Pick out every line in the records below that contains the word "forelock" and copy each one. Letter case matters.

* START Dataset excerpts *

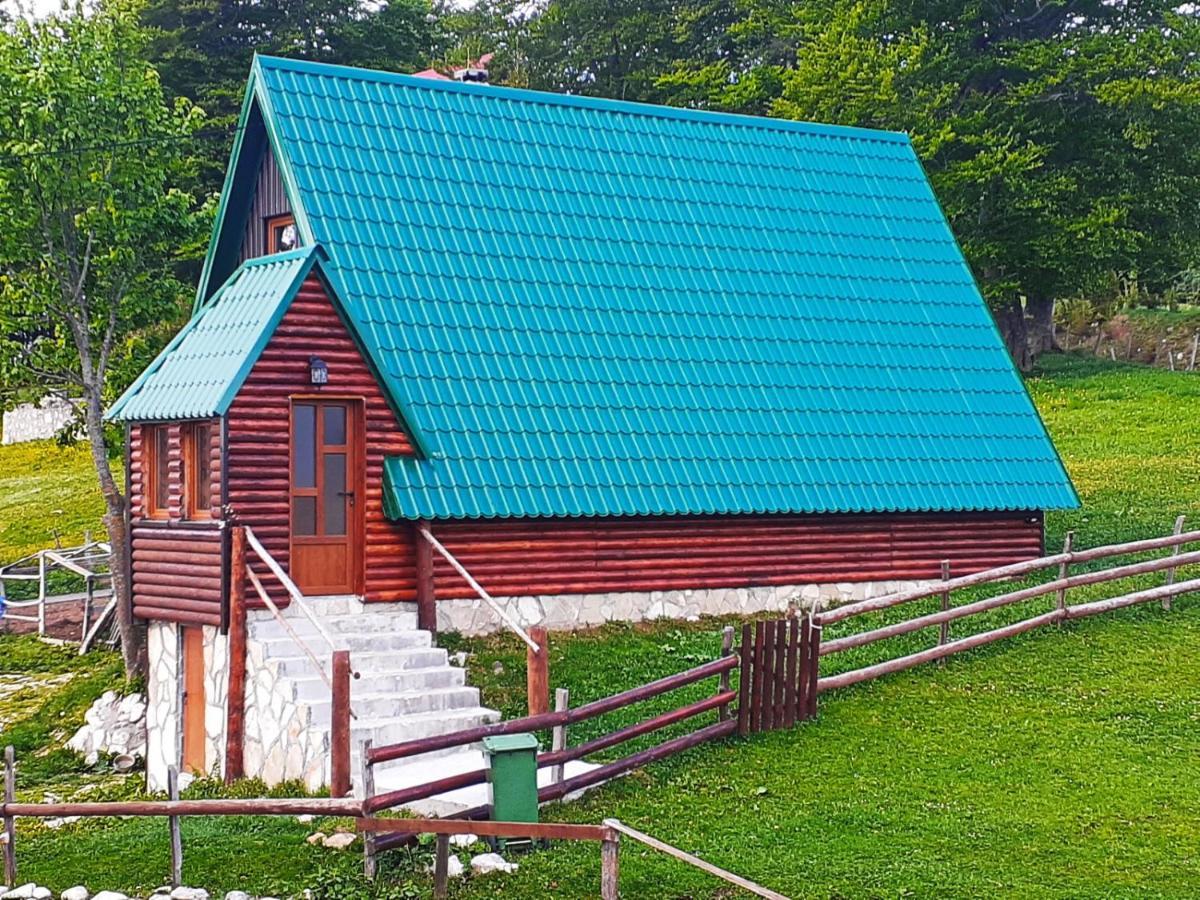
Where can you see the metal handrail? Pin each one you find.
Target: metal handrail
(479, 589)
(297, 595)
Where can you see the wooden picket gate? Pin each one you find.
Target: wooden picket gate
(778, 673)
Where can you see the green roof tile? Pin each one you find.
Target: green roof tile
(593, 307)
(199, 372)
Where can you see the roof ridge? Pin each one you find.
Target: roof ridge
(587, 102)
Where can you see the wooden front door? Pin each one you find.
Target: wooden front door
(193, 700)
(325, 503)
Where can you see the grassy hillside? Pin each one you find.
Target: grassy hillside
(47, 492)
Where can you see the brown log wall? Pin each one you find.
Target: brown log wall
(178, 564)
(259, 444)
(544, 557)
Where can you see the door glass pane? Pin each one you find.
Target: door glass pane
(334, 502)
(335, 425)
(304, 515)
(304, 445)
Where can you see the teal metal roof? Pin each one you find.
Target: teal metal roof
(595, 307)
(199, 372)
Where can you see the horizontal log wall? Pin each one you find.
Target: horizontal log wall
(178, 564)
(178, 571)
(546, 557)
(259, 443)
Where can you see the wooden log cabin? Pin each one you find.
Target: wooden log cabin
(622, 361)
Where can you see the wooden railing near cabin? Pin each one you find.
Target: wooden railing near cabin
(1059, 587)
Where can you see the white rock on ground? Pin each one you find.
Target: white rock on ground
(339, 841)
(112, 726)
(487, 863)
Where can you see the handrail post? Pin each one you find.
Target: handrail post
(723, 684)
(340, 726)
(369, 837)
(177, 838)
(235, 709)
(1063, 569)
(943, 631)
(426, 598)
(538, 671)
(610, 864)
(1175, 552)
(10, 822)
(558, 737)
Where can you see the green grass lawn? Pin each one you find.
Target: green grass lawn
(1055, 765)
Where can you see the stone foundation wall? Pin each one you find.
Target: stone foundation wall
(574, 611)
(283, 741)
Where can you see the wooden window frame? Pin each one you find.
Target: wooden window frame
(197, 503)
(150, 479)
(273, 225)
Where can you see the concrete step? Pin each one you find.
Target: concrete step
(298, 665)
(379, 705)
(281, 646)
(394, 730)
(312, 689)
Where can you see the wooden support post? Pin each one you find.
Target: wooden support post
(723, 685)
(235, 708)
(426, 599)
(369, 838)
(943, 631)
(538, 672)
(558, 739)
(10, 822)
(442, 868)
(1063, 568)
(1175, 552)
(610, 867)
(340, 727)
(177, 838)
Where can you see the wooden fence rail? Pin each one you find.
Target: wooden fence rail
(1059, 587)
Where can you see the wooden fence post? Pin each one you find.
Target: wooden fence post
(177, 838)
(235, 709)
(745, 671)
(1175, 552)
(943, 631)
(558, 738)
(10, 822)
(1063, 568)
(723, 713)
(369, 838)
(442, 867)
(610, 867)
(340, 727)
(538, 672)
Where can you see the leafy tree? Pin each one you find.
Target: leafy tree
(91, 228)
(203, 48)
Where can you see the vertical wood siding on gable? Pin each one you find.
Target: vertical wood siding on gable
(178, 564)
(270, 199)
(259, 443)
(547, 557)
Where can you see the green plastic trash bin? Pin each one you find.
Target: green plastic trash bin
(513, 778)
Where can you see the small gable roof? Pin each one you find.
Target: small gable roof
(201, 371)
(598, 307)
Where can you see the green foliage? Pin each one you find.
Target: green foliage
(91, 223)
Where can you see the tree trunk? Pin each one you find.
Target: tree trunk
(1041, 325)
(1011, 321)
(118, 534)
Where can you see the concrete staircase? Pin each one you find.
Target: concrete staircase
(406, 689)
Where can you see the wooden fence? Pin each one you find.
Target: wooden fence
(1062, 582)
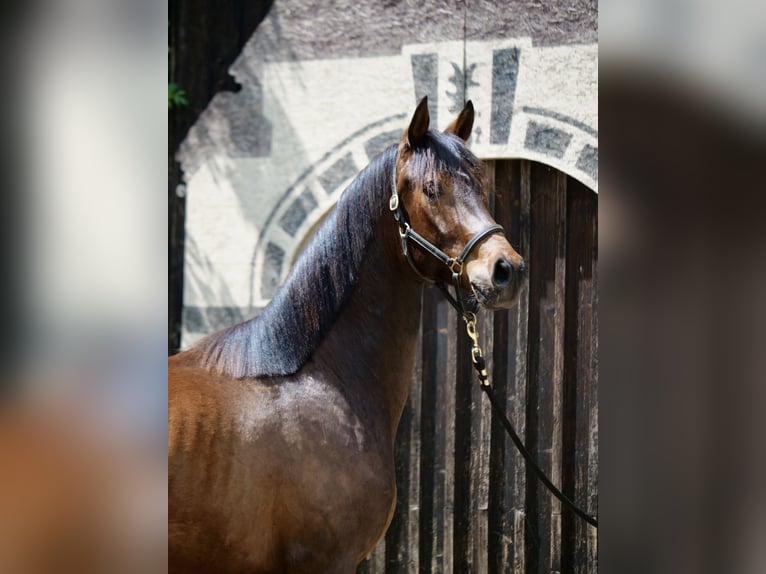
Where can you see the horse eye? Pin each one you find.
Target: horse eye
(431, 189)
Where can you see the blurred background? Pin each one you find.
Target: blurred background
(682, 106)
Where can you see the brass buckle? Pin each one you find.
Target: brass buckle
(457, 268)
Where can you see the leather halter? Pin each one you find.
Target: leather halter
(455, 264)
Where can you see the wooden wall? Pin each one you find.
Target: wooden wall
(466, 501)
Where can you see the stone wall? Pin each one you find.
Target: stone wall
(325, 88)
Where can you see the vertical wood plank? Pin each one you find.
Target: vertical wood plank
(545, 362)
(517, 396)
(580, 375)
(431, 374)
(462, 450)
(591, 488)
(445, 463)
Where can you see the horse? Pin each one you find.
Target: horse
(282, 427)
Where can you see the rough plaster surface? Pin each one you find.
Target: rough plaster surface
(325, 88)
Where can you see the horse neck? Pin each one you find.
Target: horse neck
(376, 335)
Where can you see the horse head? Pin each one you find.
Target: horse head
(444, 192)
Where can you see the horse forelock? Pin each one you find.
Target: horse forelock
(283, 337)
(445, 153)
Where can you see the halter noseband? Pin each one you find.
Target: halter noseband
(455, 264)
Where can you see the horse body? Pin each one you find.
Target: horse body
(291, 469)
(313, 445)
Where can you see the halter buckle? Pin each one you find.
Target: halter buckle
(455, 266)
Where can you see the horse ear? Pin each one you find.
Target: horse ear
(463, 124)
(419, 124)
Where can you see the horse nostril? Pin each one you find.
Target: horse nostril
(501, 275)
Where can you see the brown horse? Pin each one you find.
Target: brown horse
(282, 427)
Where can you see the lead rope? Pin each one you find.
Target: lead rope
(455, 265)
(480, 366)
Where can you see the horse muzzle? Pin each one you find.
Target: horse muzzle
(496, 279)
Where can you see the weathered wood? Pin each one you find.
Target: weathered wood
(446, 444)
(579, 376)
(467, 501)
(545, 361)
(429, 380)
(463, 533)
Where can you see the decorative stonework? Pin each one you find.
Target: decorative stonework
(252, 202)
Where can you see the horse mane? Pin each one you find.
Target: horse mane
(283, 337)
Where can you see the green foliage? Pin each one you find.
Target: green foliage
(176, 96)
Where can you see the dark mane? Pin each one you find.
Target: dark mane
(283, 337)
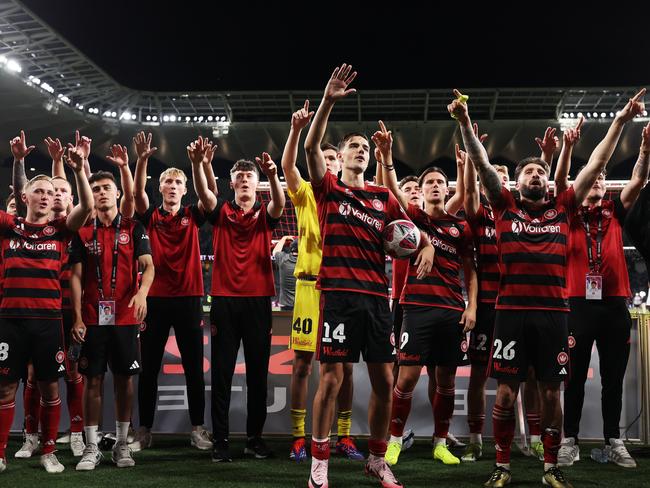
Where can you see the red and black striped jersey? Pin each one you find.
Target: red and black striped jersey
(400, 270)
(133, 242)
(452, 241)
(32, 258)
(533, 252)
(352, 220)
(175, 251)
(242, 250)
(613, 268)
(487, 253)
(66, 272)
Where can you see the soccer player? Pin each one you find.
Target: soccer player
(174, 299)
(596, 259)
(242, 287)
(481, 220)
(355, 314)
(108, 253)
(532, 302)
(306, 313)
(30, 311)
(435, 319)
(62, 204)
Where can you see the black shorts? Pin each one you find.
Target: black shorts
(37, 340)
(115, 345)
(397, 312)
(480, 339)
(353, 323)
(432, 336)
(537, 338)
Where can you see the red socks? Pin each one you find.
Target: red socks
(400, 411)
(443, 409)
(74, 397)
(6, 419)
(50, 416)
(32, 405)
(503, 425)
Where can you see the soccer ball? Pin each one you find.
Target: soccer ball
(401, 238)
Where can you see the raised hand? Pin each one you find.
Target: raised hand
(119, 156)
(267, 166)
(634, 107)
(55, 148)
(196, 150)
(75, 158)
(337, 87)
(142, 144)
(482, 137)
(383, 139)
(19, 147)
(461, 157)
(550, 142)
(645, 139)
(301, 118)
(458, 107)
(83, 143)
(210, 149)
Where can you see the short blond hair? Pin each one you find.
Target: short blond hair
(35, 179)
(173, 172)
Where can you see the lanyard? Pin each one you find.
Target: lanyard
(100, 283)
(594, 265)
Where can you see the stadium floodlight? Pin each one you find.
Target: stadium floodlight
(14, 66)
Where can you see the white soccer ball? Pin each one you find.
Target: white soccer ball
(401, 238)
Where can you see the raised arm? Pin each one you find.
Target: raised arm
(477, 153)
(455, 203)
(143, 152)
(548, 145)
(78, 332)
(19, 150)
(80, 213)
(337, 88)
(119, 157)
(268, 167)
(56, 151)
(299, 120)
(468, 319)
(207, 167)
(569, 139)
(196, 152)
(630, 193)
(604, 150)
(383, 140)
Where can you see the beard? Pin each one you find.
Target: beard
(533, 193)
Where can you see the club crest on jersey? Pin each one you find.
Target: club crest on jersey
(551, 213)
(572, 342)
(345, 209)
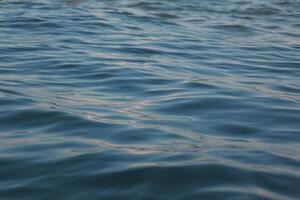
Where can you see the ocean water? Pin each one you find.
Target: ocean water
(156, 99)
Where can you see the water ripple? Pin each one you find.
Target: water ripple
(149, 99)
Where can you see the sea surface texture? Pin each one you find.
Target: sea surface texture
(150, 100)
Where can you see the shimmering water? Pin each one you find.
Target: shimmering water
(156, 99)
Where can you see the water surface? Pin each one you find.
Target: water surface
(157, 99)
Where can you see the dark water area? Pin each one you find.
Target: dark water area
(157, 99)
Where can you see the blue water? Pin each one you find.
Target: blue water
(156, 99)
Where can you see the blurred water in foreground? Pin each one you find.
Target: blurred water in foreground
(136, 99)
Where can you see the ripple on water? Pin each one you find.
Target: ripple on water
(149, 99)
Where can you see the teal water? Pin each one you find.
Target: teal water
(136, 99)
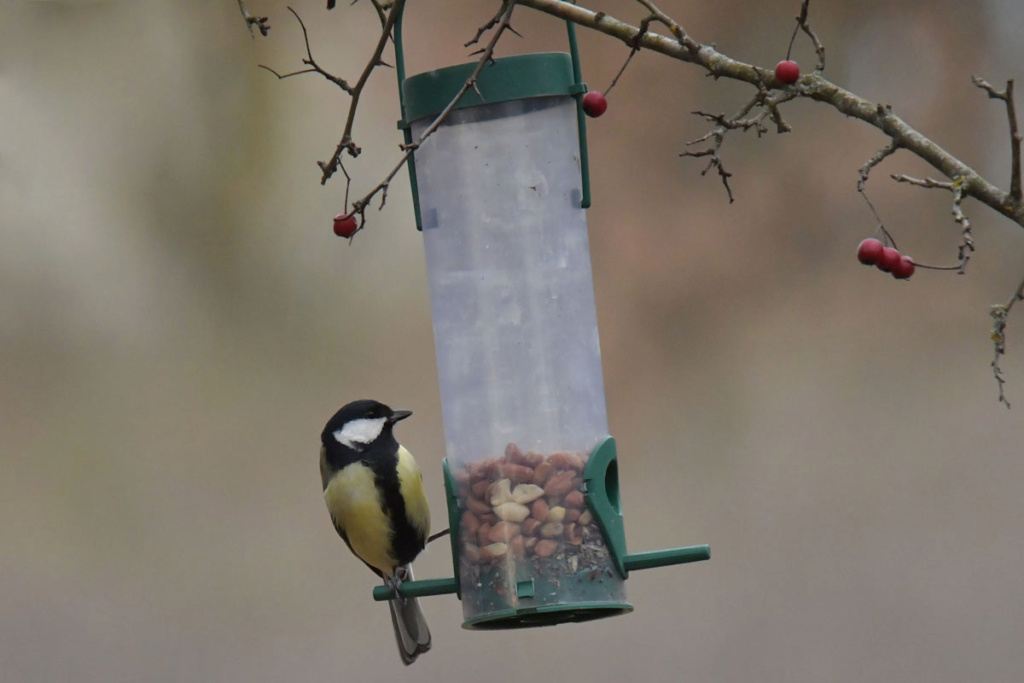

* END Dataset excerpts *

**The response**
Where can you see the horse forelock? Pin each one you find.
Target: horse forelock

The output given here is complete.